Exercise instructions:
Would you please repeat the lines in the listing below from the one containing "[spot] the roof overhang, one" through the final one, exactly as they appear?

"""

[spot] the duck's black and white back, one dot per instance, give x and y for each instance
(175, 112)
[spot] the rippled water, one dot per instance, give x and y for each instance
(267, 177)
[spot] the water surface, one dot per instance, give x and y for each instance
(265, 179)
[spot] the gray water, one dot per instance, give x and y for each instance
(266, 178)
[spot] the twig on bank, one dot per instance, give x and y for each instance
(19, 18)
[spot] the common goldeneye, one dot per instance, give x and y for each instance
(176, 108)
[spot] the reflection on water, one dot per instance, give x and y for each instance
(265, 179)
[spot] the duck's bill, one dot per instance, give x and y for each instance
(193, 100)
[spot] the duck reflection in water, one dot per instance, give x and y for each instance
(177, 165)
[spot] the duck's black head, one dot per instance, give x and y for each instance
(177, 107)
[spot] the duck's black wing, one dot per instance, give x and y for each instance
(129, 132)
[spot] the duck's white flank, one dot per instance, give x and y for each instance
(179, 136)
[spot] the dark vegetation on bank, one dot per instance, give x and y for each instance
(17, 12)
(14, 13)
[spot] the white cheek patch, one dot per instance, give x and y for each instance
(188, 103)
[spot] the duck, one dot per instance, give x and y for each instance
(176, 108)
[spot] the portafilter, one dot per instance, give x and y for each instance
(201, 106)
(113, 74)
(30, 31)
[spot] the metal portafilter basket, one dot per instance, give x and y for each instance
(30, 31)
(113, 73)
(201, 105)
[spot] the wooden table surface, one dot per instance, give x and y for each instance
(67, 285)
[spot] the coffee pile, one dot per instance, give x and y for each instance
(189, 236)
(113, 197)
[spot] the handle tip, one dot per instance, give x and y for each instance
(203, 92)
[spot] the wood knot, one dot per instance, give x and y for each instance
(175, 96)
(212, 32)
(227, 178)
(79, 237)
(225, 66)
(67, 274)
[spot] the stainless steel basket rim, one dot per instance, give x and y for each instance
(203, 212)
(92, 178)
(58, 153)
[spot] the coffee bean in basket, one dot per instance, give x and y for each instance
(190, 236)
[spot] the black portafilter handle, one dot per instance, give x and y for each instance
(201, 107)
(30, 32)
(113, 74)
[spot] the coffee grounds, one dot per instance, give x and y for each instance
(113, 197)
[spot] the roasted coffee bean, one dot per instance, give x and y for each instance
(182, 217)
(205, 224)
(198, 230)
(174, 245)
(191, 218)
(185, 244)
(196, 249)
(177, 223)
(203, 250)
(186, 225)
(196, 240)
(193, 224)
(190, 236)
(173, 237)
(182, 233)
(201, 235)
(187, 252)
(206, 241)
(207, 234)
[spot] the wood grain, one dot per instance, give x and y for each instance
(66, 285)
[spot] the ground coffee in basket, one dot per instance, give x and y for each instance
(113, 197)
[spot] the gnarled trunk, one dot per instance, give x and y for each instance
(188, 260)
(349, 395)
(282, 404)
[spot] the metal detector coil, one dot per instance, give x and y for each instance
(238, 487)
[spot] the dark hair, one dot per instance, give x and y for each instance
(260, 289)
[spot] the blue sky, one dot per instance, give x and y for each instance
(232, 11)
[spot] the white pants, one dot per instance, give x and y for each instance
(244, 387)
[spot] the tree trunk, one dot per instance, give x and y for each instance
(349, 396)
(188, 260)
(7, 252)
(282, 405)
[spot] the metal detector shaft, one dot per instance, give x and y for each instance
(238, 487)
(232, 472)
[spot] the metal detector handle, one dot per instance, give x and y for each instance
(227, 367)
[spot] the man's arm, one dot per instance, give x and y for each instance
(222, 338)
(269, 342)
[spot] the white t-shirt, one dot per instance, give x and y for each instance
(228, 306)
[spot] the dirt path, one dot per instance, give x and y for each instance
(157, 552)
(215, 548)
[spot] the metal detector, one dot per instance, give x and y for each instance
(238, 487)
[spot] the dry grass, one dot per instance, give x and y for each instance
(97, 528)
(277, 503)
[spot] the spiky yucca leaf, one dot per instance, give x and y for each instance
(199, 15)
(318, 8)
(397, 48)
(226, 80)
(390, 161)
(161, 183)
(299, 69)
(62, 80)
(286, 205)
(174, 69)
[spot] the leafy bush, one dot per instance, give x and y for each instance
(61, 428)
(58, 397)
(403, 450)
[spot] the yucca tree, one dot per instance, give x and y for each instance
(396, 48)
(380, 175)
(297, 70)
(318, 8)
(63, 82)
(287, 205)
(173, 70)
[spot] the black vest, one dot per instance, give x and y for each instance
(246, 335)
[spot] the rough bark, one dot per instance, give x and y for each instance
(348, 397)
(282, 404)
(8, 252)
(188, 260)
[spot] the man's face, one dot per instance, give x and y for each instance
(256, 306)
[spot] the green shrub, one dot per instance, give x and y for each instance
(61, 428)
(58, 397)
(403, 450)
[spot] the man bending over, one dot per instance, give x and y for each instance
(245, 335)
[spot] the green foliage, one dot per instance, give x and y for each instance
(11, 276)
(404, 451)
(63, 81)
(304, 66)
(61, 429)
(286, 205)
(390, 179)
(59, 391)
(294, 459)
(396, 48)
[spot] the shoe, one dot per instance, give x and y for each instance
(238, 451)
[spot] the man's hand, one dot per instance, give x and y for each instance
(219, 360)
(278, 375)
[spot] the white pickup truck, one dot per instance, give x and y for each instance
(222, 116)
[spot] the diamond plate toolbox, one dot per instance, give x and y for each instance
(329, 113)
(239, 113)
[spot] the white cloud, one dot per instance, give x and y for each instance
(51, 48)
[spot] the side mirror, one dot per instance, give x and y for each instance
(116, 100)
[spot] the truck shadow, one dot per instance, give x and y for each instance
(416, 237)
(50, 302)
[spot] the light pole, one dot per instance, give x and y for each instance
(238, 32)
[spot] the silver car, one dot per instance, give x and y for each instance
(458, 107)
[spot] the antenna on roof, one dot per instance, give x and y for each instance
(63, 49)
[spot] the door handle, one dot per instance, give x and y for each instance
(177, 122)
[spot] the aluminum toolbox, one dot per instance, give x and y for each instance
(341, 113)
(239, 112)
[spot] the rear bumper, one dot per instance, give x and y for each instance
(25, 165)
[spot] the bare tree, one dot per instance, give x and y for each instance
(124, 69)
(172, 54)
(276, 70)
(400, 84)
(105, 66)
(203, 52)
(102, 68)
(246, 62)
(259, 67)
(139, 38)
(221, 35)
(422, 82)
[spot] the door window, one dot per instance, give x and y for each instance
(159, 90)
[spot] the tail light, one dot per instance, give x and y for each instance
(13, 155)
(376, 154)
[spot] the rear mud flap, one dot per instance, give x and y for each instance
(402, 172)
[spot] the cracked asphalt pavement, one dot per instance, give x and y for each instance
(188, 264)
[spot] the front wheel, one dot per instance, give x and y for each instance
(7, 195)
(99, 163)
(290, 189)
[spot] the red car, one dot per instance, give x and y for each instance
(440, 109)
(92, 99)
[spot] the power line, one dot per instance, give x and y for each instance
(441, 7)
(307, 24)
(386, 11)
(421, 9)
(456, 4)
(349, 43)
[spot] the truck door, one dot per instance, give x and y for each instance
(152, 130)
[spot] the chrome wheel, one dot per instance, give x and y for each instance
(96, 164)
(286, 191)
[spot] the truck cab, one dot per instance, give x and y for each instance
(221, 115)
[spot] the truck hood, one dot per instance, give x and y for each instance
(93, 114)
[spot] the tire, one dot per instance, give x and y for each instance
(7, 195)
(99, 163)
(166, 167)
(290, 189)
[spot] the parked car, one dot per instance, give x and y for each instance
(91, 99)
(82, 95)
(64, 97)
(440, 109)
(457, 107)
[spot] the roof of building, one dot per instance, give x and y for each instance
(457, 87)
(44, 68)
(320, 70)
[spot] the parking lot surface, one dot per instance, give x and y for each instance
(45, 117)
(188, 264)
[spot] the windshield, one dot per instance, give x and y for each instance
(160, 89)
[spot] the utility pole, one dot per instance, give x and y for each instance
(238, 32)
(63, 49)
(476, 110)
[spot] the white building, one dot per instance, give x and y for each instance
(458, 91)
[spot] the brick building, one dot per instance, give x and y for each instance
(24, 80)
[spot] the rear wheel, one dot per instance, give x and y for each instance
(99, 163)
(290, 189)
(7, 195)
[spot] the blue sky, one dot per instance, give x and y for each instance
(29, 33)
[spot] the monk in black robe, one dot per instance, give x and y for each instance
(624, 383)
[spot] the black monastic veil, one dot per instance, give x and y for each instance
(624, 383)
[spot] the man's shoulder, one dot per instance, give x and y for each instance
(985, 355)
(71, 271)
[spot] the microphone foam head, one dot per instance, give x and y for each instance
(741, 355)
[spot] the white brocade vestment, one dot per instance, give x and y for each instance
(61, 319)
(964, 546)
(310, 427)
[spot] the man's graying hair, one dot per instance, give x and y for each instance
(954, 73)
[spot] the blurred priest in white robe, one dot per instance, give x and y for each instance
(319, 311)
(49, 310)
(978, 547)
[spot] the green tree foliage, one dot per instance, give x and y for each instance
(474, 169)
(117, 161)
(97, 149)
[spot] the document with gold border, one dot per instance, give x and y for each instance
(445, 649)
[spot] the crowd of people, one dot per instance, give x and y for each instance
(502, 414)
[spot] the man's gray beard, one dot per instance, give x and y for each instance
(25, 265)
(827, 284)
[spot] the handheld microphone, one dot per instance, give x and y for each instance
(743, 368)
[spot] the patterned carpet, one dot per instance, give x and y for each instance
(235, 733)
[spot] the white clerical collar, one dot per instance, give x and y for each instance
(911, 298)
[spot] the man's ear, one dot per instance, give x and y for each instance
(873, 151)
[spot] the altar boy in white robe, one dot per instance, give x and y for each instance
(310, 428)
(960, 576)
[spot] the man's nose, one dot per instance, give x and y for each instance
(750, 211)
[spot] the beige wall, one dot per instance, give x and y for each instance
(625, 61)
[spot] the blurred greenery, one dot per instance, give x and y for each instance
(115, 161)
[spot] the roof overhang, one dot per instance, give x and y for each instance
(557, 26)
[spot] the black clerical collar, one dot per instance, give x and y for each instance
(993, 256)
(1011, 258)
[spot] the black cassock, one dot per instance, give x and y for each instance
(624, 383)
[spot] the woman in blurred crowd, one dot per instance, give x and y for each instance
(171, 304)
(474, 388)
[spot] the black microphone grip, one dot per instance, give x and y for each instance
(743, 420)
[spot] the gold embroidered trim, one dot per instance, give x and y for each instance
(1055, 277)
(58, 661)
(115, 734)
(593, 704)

"""

Answer space:
[spot] the roof overhang, one dot per instance, give x and y for each instance
(557, 26)
[spot] the black clerical collar, one dot per instance, give x and y for each instance
(993, 256)
(1011, 258)
[spot] the black cassock, one dot per instance, give x and y for each instance
(624, 383)
[spot] the woman in blurred crowd, one dot per instance, give x and y for each instance
(171, 304)
(474, 388)
[spot] the black microphone grip, one dot per instance, give x and y for each instance
(743, 420)
[spot] the gold embroidered trim, one dot per instance, give x and y for each instance
(1055, 277)
(58, 661)
(115, 734)
(593, 704)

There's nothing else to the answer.